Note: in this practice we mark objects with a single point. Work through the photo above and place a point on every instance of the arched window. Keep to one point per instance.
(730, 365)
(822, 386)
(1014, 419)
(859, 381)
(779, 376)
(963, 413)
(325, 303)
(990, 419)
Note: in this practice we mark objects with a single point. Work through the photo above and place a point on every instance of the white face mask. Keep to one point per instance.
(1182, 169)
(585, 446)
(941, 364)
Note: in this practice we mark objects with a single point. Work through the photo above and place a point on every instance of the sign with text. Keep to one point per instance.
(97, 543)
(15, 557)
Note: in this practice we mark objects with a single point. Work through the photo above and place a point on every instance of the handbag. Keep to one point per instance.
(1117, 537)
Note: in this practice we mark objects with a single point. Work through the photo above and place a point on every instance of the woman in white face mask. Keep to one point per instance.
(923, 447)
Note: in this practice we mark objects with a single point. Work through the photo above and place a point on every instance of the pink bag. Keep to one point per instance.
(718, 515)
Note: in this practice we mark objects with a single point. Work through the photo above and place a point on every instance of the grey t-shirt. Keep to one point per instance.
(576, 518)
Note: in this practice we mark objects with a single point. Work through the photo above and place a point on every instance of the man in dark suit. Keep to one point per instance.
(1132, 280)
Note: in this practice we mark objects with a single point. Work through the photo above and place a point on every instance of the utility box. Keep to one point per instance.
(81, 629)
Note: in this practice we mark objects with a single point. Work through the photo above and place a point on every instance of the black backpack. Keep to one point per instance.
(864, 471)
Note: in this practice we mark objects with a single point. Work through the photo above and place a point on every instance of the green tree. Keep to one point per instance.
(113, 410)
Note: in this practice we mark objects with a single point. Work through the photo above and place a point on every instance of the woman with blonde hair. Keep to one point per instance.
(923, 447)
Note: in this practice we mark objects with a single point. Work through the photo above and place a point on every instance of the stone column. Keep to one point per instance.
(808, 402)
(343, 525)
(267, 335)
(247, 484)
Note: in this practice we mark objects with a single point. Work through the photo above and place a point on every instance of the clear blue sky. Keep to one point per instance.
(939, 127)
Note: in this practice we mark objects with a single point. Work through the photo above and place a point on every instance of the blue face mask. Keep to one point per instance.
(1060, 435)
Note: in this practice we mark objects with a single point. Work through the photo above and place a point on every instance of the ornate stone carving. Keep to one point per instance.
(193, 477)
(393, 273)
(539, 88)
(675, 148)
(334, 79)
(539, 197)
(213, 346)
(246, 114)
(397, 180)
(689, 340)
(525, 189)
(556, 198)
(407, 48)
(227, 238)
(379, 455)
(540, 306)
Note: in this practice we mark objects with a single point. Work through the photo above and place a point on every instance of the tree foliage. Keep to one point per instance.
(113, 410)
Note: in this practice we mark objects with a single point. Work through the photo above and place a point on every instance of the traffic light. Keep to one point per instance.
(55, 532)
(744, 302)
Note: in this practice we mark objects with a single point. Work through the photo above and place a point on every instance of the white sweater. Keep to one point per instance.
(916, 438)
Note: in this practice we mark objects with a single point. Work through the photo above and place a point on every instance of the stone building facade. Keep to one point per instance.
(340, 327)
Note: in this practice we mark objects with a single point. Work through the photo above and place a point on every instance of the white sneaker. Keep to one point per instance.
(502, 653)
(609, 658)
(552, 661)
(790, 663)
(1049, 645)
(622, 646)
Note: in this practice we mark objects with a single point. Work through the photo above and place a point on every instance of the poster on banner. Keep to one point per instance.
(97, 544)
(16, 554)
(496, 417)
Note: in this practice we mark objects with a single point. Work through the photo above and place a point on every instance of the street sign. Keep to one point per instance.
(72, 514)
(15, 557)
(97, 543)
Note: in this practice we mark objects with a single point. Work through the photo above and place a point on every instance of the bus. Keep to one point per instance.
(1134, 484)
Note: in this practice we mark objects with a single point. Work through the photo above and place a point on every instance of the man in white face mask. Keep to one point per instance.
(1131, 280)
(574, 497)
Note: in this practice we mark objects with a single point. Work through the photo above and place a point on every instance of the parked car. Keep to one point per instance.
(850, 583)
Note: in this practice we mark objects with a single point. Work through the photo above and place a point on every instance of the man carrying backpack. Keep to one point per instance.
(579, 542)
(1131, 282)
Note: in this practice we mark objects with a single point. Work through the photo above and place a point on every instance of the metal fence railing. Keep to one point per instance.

----------

Work to be completed: From the records above, extract everything verbatim.

The result:
Note: in this practice we mark objects with a single point. Work through the photo above and place a point on every instance of the arched window. Keep to one point per instance.
(730, 365)
(822, 386)
(1014, 419)
(859, 381)
(779, 376)
(963, 413)
(325, 303)
(990, 419)
Note: in this practice we mark objects with a single point. Work through the photo above and place a point on every instance of the white face mask. Keep to one point per instance.
(1182, 169)
(585, 446)
(941, 364)
Note: in this practice we mark objects with a single point. Work through the photo above and place a point on every instance of the sign with text. Keep to one point per instance.
(97, 543)
(15, 557)
Note: in this practice we mark objects with a single point. Work through the photo above and place a point on every instance of the handbag. Keep to one point per instance.
(1117, 537)
Note: in this practice we mark objects with a single point. Work through the photo above and place a point on every instance of the woman in white face mask. Keep to one point per instance.
(923, 447)
Note: in this practice we mark objects with a single point. Work through the photo above and place a point on every instance of the pink bag. Keep to one point per instance.
(718, 515)
Note: in this practice we mark objects with a single point. Work through the photo above and place a point on every instance of the grey t-shirt. Keep to one point per instance.
(576, 518)
Note: in this practice we mark objects with a single point. Work through the photo above and place a point on every instance of the man in dark suit. Keep to one point per instance.
(1132, 280)
Note: in this practice we mark objects with a single point. Work through the photo above and place a point on every instance of the utility box. Keep to one point per instance.
(81, 629)
Note: in this practice we mark objects with a single point. Work through the photo above and place a point on every instance of the black backpack. Keep to one point per instance.
(864, 471)
Note: in this practice we mark objects with a single point. Work through the photo above and place a point on every instance of the green tree. Keep to one point per instance.
(113, 410)
Note: in this practice we mark objects with a single point. Work through the photo above and place a point on every instance of the woman with blonde hair. Keep to one point per instance.
(923, 447)
Note: in this practice we mark objects with a single point. Work through the photo above and place a point on every instance of the stone column. Keep to one point per instance.
(808, 402)
(343, 525)
(267, 335)
(247, 484)
Note: in this practice we mark objects with a single point. Work through the photo above and place a point on every instance of the clear blue sky. Keep to one point per instance.
(939, 127)
Note: in this practice we mark objects with a single point. Work through the photo above and place a point on every instance of the blue face mask. Keep to one point per instance.
(1060, 435)
Note: in this practice we mark objects with a single point. Work through the photo above and place a point on every instance of the ornate stone carving. Keep to one point per instance.
(193, 477)
(393, 273)
(539, 88)
(675, 148)
(334, 79)
(539, 197)
(213, 346)
(246, 114)
(397, 180)
(689, 340)
(525, 189)
(556, 198)
(407, 48)
(227, 238)
(379, 455)
(540, 306)
Note: in this practice we mark objects with a single point. Work through the photo above and place a point on every instance of the tree foliage. Keep to one point per instance.
(113, 410)
Note: in this practice we mark objects with a single point. Work through the photo above and place a point on every instance of the traffic light. Keep to one point per instance.
(55, 532)
(744, 302)
Note: in this practice we mark objects with a single point. Work through the photo above and place a point on every instance of the white sweater. Keep to one point per instance.
(916, 438)
Note: in this practice we mark objects with a single point. Work through the photo above and place a point on every instance of the stone building facade. Keep to one point per instance.
(340, 327)
Note: in this practice we mark objects with a single point. Work through the photo above and place a point on every instance of the white sneaker. Keep to one point per instance.
(502, 653)
(609, 658)
(552, 661)
(790, 663)
(1049, 645)
(622, 646)
Note: in this practice we mark objects with a single point. Work through the photo above and place a point on every instance of the poster on banner. Keep to one point per instance.
(97, 544)
(16, 554)
(496, 417)
Note: in this practice we mark objects with a single point. Work through the photo above and place a point on every instance of the street sign. Keep to one point per instance.
(72, 514)
(15, 557)
(97, 543)
Note: in this practice we mark objects with a single point. Work through the photo above and place a point on every instance of the bus. Keep to one point per instance.
(1134, 484)
Note: in this practice we mark objects with a single point. Work through the photo above and place a point on every instance of the man in white face mask. Keep to one point per instance.
(1131, 280)
(574, 497)
Note: in this practice we mark objects with a single point. Work through the photo above and place a point on every instance of the parked car. Keep to one point per instance.
(850, 583)
Note: in this practice we mark objects with a single point. Work through the photo above and place a point on every instance of the man carrying backpack. Keep to one point per instance.
(579, 542)
(1131, 282)
Note: in this practice we mark objects with a single point. Work through the photo above and place a point on every instance of the metal fence railing. Keep to one point per instance.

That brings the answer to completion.